◆ **Coordinate annotation records**
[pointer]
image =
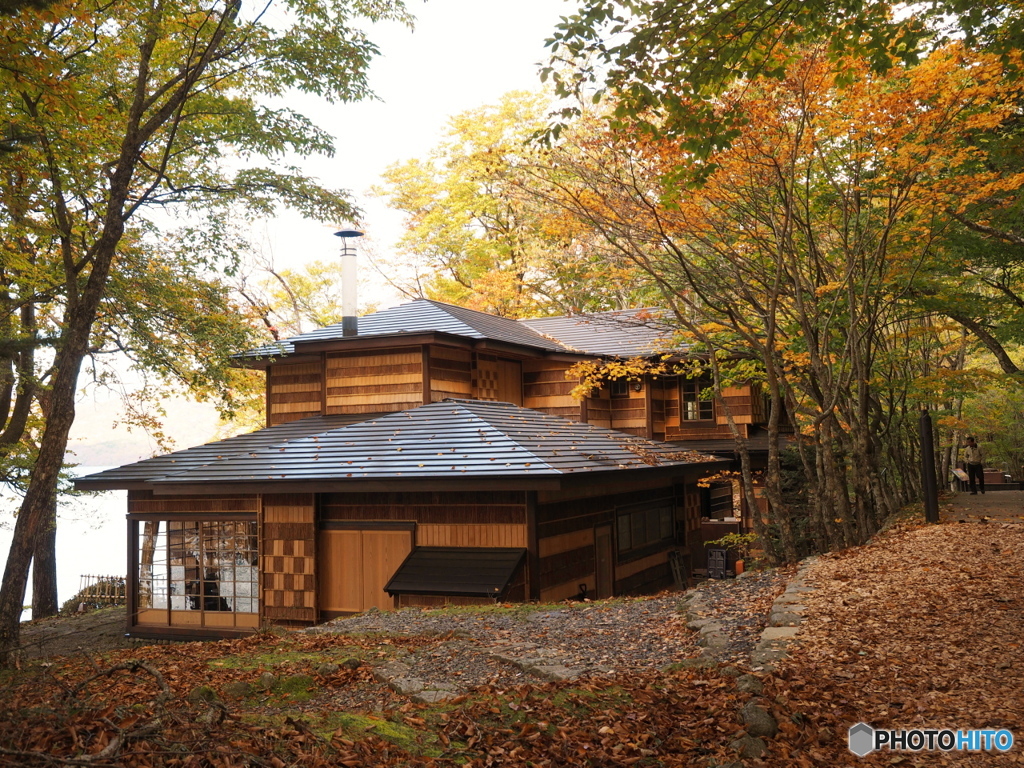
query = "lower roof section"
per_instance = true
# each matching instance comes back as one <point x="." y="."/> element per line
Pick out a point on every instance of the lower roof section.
<point x="457" y="571"/>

◆ **WHAT YOU NEED TO DO**
Recast the lines of every item above as a JSON list of strings, with one string per line and blank lines omitted. Leave the pictures out of the answer.

◆ **SOLUTION FOR THIS EXERCISE**
[
  "[pointer]",
  "image =",
  "query = \"lower roof section\"",
  "per_instance = true",
  "# each matching instance comes back as one <point x=\".\" y=\".\"/> element per line",
  "Pick out a point on every instance of the lower roof section.",
  "<point x=\"457\" y=\"571\"/>"
]